▶ _Document segment_:
Oracle revealed its Arm plans amid a slew of other news aimed at users of high-performance computers, a group Big Red covets as cloud customers. Also on the cards are HPC instances based on Intel's forthcoming Ice Lake Xeon microprocessors, which Oracle thinks should deliver 30 per cent more performance for some applications over previous hardware generations. Instances using the new silicon will include up to 25TB of NVMe storage, kit Oracle reckons will be welcome as it means less traffic needs to leave an instance. If traffic needs to move, it'll be possible to create an RDMA cluster network in the Oracle Cloud.

AMD is also playing nice with Oracle, with the chip slinger's Epyc Milan silicon on the way. Oracle plans to rent individual cores of the new processors to those running microservices and similar workloads that can thrive on modest resources.

Completing the set of top-tier silicon slingers, Oracle also has new Nvidia kit on the way in the form of its A100 Tensor Core GPU. The accelerators will have 40GB of RAM apiece, and be packed into servers with a 64-core AMD Epyc Rome processor, 2TB of RAM and 24TB of NVMe storage.

▶ _Prompt A_: Name every specific processor or accelerator product that the excerpt on Oracle's high-performance computing plans mentions.

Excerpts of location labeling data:
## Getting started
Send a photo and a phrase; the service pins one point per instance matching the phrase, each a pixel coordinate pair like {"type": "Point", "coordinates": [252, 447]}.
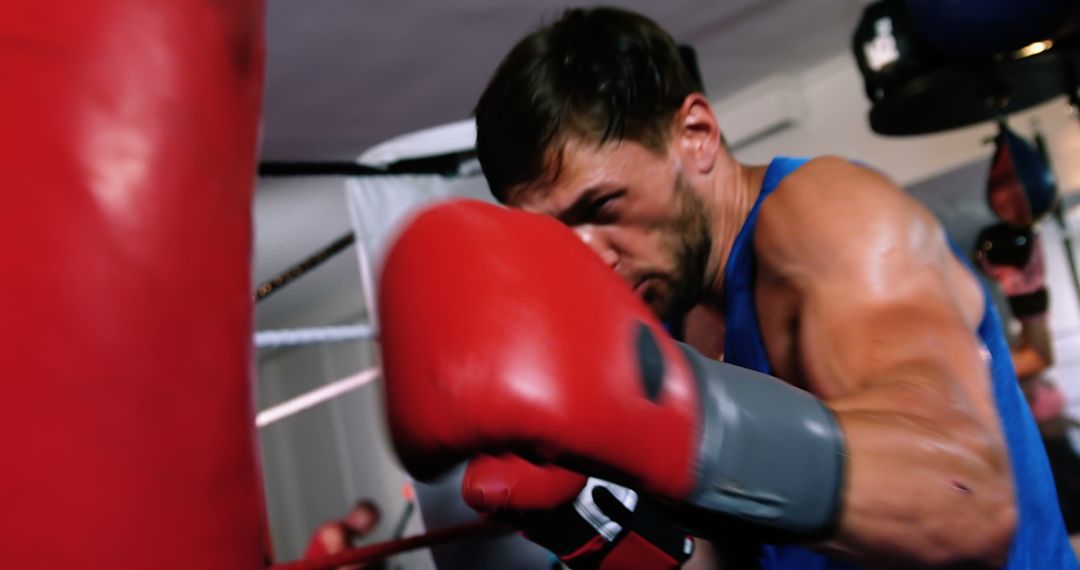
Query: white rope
{"type": "Point", "coordinates": [291, 407]}
{"type": "Point", "coordinates": [298, 337]}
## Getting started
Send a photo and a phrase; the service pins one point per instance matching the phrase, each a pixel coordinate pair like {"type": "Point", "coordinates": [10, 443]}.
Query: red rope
{"type": "Point", "coordinates": [383, 550]}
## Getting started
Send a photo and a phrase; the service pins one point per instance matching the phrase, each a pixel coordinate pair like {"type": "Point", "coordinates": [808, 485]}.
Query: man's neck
{"type": "Point", "coordinates": [734, 192]}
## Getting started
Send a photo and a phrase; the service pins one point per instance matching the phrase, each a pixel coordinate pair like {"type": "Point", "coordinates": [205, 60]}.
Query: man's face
{"type": "Point", "coordinates": [634, 208]}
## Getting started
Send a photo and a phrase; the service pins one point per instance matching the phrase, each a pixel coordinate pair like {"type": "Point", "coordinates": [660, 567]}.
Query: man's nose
{"type": "Point", "coordinates": [598, 244]}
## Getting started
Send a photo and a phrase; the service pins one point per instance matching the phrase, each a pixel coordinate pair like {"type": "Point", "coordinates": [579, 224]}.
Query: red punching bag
{"type": "Point", "coordinates": [127, 155]}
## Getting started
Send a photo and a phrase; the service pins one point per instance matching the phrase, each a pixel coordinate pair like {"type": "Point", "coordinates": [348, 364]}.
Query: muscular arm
{"type": "Point", "coordinates": [885, 322]}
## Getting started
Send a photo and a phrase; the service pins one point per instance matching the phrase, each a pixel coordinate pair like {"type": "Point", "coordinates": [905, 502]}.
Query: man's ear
{"type": "Point", "coordinates": [697, 134]}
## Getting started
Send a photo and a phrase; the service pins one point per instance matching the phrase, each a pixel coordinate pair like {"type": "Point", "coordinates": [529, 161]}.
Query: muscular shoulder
{"type": "Point", "coordinates": [832, 215]}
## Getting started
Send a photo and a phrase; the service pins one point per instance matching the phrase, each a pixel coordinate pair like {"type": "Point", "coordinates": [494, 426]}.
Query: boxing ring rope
{"type": "Point", "coordinates": [302, 337]}
{"type": "Point", "coordinates": [385, 550]}
{"type": "Point", "coordinates": [298, 404]}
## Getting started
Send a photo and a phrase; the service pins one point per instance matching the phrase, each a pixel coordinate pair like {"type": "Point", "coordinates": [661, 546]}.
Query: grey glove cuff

▶ _Prompt B_: Locate each line of the listing that contains the word "muscular", and copy those lines.

▶ _Task answer A_:
- Ice Lake Xeon
- Epyc Milan
- A100 Tensor Core GPU
- Epyc Rome

▶ _Task answer B_:
Query: muscular arm
Query: muscular shoulder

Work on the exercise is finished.